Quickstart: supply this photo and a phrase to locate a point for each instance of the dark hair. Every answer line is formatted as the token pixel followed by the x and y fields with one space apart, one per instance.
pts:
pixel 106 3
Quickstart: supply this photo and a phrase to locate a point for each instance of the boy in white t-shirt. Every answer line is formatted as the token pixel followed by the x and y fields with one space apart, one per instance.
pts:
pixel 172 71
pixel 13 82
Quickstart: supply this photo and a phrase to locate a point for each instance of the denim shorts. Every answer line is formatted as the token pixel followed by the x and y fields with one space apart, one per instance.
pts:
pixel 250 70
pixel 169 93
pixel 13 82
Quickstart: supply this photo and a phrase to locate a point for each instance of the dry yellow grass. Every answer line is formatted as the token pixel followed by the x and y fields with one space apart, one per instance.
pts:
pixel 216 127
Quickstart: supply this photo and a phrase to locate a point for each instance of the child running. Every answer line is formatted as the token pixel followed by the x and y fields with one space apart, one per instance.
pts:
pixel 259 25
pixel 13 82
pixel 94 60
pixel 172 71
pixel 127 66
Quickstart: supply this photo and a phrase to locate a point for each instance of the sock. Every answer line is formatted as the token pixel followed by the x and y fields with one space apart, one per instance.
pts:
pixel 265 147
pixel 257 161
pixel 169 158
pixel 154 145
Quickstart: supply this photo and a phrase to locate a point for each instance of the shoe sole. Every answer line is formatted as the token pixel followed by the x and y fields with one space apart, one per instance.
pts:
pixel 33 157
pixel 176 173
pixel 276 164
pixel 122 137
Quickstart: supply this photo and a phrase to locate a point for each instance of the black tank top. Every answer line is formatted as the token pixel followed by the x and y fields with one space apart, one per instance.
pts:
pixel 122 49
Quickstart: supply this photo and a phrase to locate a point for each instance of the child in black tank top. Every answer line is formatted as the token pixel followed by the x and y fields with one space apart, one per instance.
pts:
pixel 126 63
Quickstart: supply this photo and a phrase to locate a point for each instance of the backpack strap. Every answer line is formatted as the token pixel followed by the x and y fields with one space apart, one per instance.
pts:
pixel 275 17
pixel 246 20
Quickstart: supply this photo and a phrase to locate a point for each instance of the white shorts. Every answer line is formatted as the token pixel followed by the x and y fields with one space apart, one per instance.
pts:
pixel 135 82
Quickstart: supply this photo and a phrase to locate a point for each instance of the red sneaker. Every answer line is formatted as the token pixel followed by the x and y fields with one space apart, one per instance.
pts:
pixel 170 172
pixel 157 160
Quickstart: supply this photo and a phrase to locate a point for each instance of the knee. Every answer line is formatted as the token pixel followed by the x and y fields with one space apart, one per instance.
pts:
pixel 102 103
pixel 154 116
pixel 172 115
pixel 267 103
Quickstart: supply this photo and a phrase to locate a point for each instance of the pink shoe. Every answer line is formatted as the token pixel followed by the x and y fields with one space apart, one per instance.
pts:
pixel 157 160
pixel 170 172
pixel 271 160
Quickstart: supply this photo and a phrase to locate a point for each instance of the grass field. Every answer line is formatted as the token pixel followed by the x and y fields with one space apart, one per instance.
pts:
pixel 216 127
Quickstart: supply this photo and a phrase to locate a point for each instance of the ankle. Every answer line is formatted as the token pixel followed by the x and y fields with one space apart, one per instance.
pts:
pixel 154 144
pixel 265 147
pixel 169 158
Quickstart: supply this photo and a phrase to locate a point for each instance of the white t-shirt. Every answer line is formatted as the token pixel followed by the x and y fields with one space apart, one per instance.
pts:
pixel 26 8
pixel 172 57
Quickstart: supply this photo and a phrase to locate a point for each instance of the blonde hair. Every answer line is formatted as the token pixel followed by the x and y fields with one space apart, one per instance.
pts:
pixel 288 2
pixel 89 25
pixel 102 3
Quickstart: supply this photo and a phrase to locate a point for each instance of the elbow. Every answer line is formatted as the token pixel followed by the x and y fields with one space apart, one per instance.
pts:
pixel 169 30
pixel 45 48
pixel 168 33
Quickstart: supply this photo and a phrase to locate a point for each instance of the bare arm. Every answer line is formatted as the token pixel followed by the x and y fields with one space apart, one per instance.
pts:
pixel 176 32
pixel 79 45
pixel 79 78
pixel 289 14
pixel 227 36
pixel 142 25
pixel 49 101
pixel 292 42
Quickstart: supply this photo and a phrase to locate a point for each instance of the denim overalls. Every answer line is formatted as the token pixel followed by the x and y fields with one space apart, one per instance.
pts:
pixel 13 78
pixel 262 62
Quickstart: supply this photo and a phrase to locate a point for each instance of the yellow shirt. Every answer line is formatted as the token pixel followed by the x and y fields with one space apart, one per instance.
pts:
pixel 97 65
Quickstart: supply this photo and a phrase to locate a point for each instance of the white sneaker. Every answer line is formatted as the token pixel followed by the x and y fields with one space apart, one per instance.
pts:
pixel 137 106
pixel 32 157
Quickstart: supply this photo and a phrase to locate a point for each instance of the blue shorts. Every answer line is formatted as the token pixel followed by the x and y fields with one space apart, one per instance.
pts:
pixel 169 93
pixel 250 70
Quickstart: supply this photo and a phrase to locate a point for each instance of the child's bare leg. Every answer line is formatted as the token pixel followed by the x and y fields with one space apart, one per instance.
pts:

▶ **WHAT TO WORK ON**
Provide the count of lines holding the word "denim" in these entries, and no other words.

▶ **SOLUTION FOR THIS EXERCISE**
2